■ **DATA LINES**:
==========

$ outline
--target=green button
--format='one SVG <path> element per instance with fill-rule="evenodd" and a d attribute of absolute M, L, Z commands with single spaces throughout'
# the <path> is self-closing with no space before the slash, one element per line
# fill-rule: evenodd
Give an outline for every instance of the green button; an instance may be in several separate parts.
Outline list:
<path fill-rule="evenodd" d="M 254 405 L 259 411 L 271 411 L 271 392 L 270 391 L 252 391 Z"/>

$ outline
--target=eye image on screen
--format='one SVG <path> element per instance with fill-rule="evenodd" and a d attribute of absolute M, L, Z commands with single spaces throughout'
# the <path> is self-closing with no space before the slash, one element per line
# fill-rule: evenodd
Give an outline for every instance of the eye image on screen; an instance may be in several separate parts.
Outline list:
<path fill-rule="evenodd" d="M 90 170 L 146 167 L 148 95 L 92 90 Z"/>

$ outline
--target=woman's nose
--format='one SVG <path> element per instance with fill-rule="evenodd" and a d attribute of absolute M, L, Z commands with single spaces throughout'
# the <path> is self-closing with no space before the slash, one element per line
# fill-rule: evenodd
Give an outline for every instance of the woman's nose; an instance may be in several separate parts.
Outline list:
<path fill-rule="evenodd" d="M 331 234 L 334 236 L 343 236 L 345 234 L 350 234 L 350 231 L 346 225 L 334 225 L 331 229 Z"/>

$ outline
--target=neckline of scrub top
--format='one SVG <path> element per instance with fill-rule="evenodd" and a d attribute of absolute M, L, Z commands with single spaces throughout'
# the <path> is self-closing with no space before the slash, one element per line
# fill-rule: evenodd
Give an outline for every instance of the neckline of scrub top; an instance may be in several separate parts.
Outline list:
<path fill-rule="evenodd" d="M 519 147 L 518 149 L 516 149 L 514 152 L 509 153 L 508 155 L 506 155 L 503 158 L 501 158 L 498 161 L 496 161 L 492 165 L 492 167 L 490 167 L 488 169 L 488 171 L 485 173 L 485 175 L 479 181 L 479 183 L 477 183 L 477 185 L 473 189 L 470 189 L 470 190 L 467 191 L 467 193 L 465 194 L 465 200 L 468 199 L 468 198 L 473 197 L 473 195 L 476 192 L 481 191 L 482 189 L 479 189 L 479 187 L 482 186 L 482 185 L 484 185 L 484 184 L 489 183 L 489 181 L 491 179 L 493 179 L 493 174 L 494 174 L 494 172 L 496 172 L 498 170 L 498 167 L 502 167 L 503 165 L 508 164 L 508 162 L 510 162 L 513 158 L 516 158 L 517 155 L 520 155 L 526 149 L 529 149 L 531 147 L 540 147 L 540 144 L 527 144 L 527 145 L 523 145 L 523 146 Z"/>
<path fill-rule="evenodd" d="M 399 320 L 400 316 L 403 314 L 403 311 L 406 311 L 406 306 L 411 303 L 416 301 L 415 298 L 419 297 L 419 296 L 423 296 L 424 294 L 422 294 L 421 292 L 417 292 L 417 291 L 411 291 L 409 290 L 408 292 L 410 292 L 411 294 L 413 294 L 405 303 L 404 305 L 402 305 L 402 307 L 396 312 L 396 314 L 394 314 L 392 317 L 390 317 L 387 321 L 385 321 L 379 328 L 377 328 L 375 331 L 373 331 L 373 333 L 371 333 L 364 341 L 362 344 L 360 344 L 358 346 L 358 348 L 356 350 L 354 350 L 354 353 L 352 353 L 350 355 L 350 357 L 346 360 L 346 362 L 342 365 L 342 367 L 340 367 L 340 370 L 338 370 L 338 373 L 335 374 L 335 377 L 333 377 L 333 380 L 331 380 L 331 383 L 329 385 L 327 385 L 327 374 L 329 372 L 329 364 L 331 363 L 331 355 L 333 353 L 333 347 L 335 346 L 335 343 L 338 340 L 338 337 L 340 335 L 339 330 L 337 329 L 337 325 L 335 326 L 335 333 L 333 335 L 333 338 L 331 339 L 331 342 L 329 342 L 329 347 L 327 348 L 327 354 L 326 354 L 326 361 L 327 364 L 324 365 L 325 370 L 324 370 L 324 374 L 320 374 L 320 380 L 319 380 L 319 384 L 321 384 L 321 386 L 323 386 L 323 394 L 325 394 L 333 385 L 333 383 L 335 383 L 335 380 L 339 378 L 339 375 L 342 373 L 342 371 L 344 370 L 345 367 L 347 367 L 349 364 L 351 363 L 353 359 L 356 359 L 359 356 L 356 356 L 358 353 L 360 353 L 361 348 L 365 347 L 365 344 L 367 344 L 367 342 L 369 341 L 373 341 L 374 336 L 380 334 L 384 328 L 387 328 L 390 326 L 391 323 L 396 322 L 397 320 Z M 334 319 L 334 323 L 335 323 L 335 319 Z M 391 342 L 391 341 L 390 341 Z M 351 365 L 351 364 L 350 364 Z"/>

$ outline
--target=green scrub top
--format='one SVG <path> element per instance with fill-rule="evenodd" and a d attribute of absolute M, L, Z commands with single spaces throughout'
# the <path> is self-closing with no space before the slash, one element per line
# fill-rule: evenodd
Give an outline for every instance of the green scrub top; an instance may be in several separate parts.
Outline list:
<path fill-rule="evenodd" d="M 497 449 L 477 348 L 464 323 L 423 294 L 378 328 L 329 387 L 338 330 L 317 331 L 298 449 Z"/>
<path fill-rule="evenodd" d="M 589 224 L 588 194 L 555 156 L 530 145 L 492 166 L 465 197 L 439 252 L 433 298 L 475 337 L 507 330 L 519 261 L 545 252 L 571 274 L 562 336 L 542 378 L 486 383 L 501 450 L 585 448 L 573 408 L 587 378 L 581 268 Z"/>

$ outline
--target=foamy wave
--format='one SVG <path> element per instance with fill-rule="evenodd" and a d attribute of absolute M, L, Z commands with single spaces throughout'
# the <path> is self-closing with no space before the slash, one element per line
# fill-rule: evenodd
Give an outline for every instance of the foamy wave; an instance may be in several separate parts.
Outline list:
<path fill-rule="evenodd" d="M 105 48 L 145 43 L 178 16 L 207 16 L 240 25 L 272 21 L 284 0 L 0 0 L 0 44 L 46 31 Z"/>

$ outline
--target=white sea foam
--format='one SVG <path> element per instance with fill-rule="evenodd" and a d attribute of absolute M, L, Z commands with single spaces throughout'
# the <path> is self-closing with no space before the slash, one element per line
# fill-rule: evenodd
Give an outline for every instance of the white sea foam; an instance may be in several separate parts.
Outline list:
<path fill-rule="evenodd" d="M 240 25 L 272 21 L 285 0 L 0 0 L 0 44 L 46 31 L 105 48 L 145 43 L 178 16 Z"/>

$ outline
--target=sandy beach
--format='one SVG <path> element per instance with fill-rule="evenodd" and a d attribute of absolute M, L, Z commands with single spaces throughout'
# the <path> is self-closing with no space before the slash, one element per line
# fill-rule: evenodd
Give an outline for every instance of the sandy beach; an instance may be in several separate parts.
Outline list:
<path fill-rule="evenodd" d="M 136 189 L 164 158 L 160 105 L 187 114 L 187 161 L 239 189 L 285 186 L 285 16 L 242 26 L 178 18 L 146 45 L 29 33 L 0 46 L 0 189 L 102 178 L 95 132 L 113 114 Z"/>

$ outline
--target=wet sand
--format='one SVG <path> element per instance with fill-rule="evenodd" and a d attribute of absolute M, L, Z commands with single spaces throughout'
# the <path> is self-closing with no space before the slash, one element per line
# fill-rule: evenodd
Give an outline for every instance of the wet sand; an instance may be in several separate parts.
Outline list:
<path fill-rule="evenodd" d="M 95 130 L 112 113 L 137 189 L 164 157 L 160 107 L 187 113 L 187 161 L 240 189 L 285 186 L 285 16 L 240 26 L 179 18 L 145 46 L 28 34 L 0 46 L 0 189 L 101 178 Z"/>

==========

■ **REQUIRED TASK**: Rescale the lines from the first one through the line containing "254 405 L 259". Reproduce each of these lines in full, but multiply every coordinate in the answer outline by 1.05 and round it to the nearest whole number, with halves rounded up.

■ **RESPONSE TO THIS EXERCISE**:
$ outline
--target=green button
--format='one SVG <path> element per instance with fill-rule="evenodd" and a d attribute of absolute M, L, Z commands with single spaces throughout'
# the <path> is self-closing with no space before the slash, one element per line
# fill-rule: evenodd
Give an outline for every instance of the green button; an instance may be in several separate parts.
Outline list:
<path fill-rule="evenodd" d="M 267 425 L 272 432 L 285 432 L 285 412 L 284 411 L 265 411 Z"/>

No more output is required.